### What the task asks
Reproduce the data below, swapping every occurrence of "river" for "canal" and leaving all else unchanged. Omit the pictures from your output.

### Records
** begin **
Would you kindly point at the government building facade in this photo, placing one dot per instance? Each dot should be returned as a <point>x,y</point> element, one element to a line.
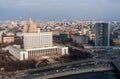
<point>36,44</point>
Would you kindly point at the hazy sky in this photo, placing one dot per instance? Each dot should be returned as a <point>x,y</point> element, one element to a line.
<point>60,9</point>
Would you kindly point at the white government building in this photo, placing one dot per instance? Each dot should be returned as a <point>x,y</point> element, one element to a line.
<point>37,44</point>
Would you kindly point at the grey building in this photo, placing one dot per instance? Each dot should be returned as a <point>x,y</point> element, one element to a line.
<point>102,34</point>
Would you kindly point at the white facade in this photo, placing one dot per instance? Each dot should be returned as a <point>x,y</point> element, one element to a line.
<point>30,53</point>
<point>83,39</point>
<point>37,40</point>
<point>18,53</point>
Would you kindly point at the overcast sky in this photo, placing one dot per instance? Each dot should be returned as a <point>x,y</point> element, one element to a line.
<point>60,9</point>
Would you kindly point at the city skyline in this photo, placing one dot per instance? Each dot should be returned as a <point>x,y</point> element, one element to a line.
<point>63,9</point>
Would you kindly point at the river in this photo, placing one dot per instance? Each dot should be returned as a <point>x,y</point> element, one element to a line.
<point>98,75</point>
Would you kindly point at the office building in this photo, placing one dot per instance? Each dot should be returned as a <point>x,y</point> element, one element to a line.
<point>36,44</point>
<point>102,34</point>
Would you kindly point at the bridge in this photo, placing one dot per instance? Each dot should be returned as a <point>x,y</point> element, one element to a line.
<point>70,71</point>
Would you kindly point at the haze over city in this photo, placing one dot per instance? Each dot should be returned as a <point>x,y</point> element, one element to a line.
<point>60,9</point>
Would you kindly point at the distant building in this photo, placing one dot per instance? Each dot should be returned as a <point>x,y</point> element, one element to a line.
<point>36,44</point>
<point>8,39</point>
<point>81,39</point>
<point>30,27</point>
<point>116,41</point>
<point>102,34</point>
<point>38,40</point>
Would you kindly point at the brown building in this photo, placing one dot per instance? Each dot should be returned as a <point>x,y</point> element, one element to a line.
<point>8,39</point>
<point>30,27</point>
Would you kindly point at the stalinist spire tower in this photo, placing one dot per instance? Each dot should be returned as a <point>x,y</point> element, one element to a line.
<point>30,27</point>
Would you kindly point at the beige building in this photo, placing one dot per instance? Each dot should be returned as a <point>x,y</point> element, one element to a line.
<point>38,40</point>
<point>36,44</point>
<point>8,39</point>
<point>30,27</point>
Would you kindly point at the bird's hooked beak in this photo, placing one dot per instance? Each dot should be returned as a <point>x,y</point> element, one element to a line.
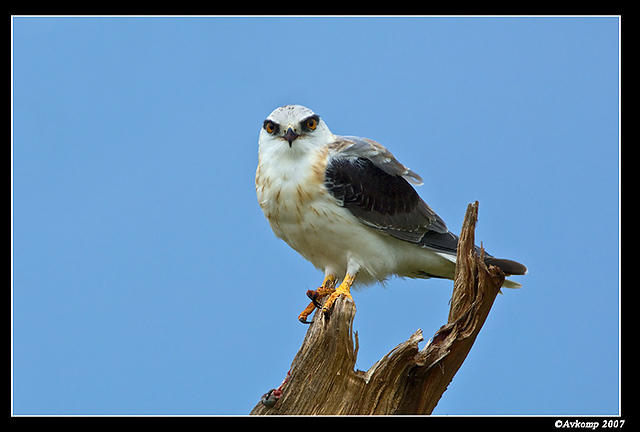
** end **
### Answer for the task
Would you kindly point at the government building facade in this photo, placing one dot per instance? Each dot should be returned as a <point>x,y</point> element, one element to a line.
<point>36,44</point>
Would you kindly point at the hazy sky in this photo, placing one dot per instance? Each dot should be returned as a <point>x,y</point> element, one element to a line.
<point>60,9</point>
Would you kindly point at the white government building in this photo, placing one dot per instance? Each dot should be returned as a <point>x,y</point> element, one element to a line.
<point>37,44</point>
Would you kindly point at the grey building in this photo, placing one dot per instance? Each dot should be returned as a <point>x,y</point> element, one element to a line.
<point>102,34</point>
Would you kindly point at the white facade in this photo, placing one dot per instance? Each dot should be returned as a <point>x,y</point> element, one element to a line.
<point>30,53</point>
<point>83,39</point>
<point>37,40</point>
<point>18,53</point>
Would you kindly point at the overcast sky in this photo, placing one dot per instance? Each dot should be returned as a <point>x,y</point> element, one element to a line.
<point>60,9</point>
Would you kindly point at the city skyline in this photo, placing one dot per instance? Each dot should be returned as a <point>x,y</point> element, one element to a line.
<point>63,9</point>
Would you kindly point at the canal in this photo, placing one dot per instance? Each dot should be returned as a <point>x,y</point> element, one element to a line.
<point>98,75</point>
Would you kindly point at the office building in this photo, placing one dot per instance? Each dot should be returned as a <point>x,y</point> element, one element to a line.
<point>36,44</point>
<point>102,34</point>
Would you kindly point at the bridge in this photo, placing one dot per instance? Each dot should be returned as a <point>x,y</point> element, one element to a line.
<point>70,71</point>
Would you kindly point at the haze over city in this photo, placing one dot per instance? Each dot should be returned as a <point>x,y</point> element, one element to a line.
<point>60,9</point>
Would you kindly point at the distant building in this photo, placing one dot per instance? Each dot should be returned as a <point>x,y</point> element, one element to a line.
<point>36,44</point>
<point>8,39</point>
<point>81,39</point>
<point>30,27</point>
<point>116,41</point>
<point>102,34</point>
<point>38,40</point>
Would you kindly point at the brown building in this photo, placing one dot per instance? Each dot should be returned as a <point>x,y</point> element, one element to a line.
<point>8,39</point>
<point>30,27</point>
Would you kindly point at the stalinist spire tower in this photo, placing one dot per instance? Each dot should be returned as a <point>x,y</point> element, one element to a line.
<point>30,27</point>
Would you kindly point at the beige building in this photo, placing one dot per instance? Each dot should be returned as a <point>x,y</point> element, one element to a line.
<point>38,40</point>
<point>36,44</point>
<point>8,39</point>
<point>30,27</point>
Would you kindly point at the bird's hooked beak in this photo, placing one dot per instance? Each dot should be returned as a <point>x,y</point> element, one element to a line.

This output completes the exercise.